▶ [Text shown]:
Integral pinching results for manifolds with boundary
Annali della Scuola Normale Superiore di Pisa - Classe di Scienze, Série 5, Tome 9 (2010) no. 4, pp. 785-813.

We prove that some Riemannian manifolds with boundary satisfying an explicit integral pinching condition are spherical space-forms. More precisely, we show that three-dimensional Riemannian manifolds with totally geodesic boundary, positive scalar curvature and an explicit integral pinching between the L 2 -norm of the scalar curvature and the L 2 -norm of the Ricci tensor are spherical space-forms with totally geodesic boundary. Moreover, we also prove that four-dimensional Riemannian manifolds with umbilic boundary, positive Yamabe invariant and an explicit integral pinching between the total integral of the (Q,T)-curvature and the L 2 -norm of the Weyl curvature are spherical space-forms with totally geodesic boundary. As a consequence, we show that a certain conformally invariant operator, which plays an important role in Conformal Geometry, is non-negative and has trivial kernel if the Yamabe invariant is positive and verifies a pinching condition together with the total integral of the (Q,T)-curvature. As an application of the latter spectral analysis, we show the existence of conformal metrics with constant Q-curvature, constant T-curvature, and zero mean curvature under the latter assumptions.

▶ [Record set]:
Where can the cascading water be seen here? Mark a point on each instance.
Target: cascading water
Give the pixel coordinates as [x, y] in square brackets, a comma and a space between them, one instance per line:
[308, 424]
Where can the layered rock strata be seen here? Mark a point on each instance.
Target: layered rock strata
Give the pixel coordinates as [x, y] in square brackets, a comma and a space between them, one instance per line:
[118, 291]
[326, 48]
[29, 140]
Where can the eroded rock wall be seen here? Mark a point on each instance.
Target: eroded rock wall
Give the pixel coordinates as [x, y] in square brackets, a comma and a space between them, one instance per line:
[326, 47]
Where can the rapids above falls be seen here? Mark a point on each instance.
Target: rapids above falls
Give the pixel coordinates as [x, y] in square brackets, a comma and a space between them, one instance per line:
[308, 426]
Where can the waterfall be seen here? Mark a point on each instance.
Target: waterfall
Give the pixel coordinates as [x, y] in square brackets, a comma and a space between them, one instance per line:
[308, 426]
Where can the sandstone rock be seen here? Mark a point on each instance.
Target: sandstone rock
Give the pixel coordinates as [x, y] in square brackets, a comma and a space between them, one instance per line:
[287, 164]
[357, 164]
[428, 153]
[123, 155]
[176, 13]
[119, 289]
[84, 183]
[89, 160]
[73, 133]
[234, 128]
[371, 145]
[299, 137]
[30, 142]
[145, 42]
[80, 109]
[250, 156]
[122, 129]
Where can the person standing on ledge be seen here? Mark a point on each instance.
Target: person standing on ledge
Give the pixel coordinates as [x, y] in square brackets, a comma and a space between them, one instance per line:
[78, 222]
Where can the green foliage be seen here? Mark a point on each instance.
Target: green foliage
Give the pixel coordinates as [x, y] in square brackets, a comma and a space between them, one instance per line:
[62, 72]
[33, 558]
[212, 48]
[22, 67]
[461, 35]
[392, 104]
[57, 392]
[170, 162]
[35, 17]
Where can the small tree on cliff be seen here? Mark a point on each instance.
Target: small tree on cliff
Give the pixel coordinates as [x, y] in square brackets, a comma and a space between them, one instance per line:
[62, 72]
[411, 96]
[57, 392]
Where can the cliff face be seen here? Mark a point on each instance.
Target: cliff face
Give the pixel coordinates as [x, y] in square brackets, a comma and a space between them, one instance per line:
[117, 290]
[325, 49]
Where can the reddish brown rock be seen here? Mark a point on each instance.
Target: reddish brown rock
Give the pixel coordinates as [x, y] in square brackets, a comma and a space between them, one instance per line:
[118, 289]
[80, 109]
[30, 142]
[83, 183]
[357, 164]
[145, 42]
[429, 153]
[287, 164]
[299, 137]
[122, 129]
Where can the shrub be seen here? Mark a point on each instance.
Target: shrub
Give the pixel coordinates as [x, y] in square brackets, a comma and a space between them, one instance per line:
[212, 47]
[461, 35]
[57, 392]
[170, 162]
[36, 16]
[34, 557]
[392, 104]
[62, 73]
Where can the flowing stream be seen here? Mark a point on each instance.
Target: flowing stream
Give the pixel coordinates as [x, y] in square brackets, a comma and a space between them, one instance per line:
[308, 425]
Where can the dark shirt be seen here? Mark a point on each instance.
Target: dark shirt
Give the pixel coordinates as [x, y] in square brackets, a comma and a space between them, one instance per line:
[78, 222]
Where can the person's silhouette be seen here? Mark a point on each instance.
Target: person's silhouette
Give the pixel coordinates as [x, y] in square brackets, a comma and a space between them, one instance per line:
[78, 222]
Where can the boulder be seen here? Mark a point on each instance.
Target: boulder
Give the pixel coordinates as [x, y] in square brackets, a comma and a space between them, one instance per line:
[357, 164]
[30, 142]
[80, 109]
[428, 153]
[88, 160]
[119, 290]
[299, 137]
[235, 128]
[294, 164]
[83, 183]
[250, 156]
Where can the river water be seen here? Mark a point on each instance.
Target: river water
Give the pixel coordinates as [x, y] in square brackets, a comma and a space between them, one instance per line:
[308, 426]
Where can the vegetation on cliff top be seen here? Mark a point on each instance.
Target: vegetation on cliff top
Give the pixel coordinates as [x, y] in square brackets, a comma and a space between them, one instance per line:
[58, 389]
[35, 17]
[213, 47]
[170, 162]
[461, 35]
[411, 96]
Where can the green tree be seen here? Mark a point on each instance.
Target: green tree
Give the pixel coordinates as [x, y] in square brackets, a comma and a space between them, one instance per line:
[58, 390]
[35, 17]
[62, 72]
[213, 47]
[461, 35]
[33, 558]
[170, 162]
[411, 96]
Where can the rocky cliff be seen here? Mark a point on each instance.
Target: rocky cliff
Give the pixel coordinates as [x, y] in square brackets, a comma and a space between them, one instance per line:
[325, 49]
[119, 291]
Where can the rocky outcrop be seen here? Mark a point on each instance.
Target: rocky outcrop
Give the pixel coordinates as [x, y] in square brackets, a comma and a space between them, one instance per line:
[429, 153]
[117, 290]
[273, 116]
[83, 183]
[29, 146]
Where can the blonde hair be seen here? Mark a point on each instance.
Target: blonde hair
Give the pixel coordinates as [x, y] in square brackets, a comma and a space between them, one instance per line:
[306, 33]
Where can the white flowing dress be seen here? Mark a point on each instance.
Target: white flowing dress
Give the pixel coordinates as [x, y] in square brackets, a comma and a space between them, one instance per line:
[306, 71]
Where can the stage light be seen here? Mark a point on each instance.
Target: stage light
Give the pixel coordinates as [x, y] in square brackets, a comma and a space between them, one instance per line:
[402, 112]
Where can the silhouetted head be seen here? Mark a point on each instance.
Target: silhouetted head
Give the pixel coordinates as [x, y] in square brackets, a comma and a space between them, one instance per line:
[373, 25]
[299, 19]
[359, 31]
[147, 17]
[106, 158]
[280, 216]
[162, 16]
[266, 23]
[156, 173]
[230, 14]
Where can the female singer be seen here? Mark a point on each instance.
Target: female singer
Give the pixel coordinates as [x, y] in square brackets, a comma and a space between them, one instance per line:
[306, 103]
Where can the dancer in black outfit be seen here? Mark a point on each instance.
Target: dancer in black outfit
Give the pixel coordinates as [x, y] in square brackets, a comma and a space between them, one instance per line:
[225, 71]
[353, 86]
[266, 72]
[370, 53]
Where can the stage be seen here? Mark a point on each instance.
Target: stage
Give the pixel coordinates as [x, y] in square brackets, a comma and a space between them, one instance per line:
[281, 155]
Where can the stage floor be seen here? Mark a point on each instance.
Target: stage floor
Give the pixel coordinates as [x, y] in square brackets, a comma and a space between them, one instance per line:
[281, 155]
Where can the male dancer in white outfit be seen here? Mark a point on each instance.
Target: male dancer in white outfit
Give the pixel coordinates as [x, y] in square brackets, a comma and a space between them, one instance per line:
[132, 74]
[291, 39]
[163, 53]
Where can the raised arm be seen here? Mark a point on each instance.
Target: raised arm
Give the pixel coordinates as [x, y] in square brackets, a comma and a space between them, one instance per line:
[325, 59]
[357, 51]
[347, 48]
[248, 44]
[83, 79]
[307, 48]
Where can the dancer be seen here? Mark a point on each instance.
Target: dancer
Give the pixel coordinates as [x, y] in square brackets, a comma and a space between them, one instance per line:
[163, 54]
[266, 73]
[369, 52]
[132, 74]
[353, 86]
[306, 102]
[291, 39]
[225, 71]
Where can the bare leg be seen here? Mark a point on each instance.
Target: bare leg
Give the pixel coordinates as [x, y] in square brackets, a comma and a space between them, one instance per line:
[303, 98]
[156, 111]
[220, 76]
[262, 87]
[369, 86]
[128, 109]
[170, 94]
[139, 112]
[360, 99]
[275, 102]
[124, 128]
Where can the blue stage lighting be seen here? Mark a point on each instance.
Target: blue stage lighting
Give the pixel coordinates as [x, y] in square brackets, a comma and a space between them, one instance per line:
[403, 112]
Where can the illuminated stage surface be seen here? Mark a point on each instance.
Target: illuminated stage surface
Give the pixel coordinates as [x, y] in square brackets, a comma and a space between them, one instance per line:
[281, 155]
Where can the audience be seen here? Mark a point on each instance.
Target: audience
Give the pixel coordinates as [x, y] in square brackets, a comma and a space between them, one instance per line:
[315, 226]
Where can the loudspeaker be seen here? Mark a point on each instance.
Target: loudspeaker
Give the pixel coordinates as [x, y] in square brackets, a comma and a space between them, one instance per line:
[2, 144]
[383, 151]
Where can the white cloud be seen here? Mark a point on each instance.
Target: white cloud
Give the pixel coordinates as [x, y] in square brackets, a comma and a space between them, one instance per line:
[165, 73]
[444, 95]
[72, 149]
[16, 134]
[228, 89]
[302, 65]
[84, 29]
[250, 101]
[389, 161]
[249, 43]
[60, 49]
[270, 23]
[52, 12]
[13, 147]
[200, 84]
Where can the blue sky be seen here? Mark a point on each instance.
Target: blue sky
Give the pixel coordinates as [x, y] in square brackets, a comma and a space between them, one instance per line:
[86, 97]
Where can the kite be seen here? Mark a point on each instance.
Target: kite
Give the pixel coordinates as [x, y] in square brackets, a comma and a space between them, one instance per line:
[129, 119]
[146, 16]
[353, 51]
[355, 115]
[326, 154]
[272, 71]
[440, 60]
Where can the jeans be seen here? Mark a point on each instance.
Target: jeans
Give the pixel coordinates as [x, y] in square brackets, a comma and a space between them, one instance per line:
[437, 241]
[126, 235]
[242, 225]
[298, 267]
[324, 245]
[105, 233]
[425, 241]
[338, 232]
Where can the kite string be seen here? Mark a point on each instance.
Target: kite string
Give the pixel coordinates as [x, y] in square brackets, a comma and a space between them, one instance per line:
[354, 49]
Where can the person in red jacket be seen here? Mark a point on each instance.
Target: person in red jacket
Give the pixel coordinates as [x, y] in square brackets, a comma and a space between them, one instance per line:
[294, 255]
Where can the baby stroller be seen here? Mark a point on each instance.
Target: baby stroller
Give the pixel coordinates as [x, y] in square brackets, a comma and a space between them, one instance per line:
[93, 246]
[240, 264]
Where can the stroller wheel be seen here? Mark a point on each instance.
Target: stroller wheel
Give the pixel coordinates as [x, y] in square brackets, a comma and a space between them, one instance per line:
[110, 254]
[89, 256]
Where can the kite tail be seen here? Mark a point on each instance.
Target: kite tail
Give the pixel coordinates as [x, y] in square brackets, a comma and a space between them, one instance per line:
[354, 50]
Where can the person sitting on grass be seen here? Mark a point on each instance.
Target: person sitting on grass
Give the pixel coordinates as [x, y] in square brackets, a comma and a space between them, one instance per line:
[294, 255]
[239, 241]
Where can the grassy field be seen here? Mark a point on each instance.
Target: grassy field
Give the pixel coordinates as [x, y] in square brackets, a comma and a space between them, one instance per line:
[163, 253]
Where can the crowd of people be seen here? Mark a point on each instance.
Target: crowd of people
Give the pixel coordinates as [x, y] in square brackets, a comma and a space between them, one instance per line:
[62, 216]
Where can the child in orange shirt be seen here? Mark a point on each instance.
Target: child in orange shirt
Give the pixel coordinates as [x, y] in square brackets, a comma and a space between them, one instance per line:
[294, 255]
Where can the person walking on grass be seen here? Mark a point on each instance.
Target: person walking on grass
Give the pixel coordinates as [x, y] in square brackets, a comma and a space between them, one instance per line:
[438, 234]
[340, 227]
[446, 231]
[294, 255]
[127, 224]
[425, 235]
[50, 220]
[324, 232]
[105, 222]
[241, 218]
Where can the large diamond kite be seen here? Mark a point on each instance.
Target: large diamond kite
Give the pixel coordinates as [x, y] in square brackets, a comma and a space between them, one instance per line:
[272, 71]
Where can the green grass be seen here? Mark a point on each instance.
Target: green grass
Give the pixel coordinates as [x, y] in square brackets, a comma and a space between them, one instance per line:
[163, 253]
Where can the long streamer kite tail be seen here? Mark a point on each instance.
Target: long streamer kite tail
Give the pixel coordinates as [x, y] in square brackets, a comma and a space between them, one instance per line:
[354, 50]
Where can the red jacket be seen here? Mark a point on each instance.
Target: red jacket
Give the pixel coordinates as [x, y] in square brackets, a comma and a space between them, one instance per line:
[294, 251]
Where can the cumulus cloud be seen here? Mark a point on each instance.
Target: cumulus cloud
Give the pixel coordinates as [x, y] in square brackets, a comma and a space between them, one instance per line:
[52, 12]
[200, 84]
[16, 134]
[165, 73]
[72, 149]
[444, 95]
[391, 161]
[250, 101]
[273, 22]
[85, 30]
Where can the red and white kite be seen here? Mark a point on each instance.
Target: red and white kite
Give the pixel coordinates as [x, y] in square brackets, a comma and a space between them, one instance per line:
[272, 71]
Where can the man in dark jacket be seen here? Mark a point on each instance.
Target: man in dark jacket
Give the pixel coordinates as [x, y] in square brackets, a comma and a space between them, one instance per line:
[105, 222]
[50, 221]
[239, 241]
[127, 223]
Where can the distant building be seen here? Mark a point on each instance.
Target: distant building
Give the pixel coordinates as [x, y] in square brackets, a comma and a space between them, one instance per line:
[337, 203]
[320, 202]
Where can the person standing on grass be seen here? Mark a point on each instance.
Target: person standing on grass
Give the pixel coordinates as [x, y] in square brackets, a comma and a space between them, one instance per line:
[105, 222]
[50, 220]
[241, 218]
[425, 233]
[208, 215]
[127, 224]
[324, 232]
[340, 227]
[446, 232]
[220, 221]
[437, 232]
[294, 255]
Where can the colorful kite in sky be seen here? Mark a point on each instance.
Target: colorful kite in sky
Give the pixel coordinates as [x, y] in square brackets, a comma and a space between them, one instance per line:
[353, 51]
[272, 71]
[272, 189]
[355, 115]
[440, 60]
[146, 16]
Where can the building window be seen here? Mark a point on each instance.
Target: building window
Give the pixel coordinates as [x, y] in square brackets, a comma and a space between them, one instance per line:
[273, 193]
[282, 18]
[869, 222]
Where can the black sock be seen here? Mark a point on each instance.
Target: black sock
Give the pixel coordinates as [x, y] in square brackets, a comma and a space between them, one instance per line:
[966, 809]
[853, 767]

▶ [Written instruction 1]:
Answer these questions about the integral pinching abstract:
(a) In which journal did the work appear?
(b) What kind of boundary do the four-dimensional manifolds have?
(c) What three properties do the conformal metrics shown to exist in the last sentence have?
▶ [Written instruction 2]: Write out the part of the integral pinching abstract starting at "Integral pinching results" and ending at "4, pp. 785-813.".

▶ [Full solution 1]:
(a) Annali della Scuola Normale Superiore di Pisa - Classe di Scienze
(b) Umbilic boundary
(c) Constant Q-curvature, constant T-curvature, and zero mean curvature

▶ [Full solution 2]:
Integral pinching results for manifolds with boundary
Annali della Scuola Normale Superiore di Pisa - Classe di Scienze, Série 5, Tome 9 (2010) no. 4, pp. 785-813.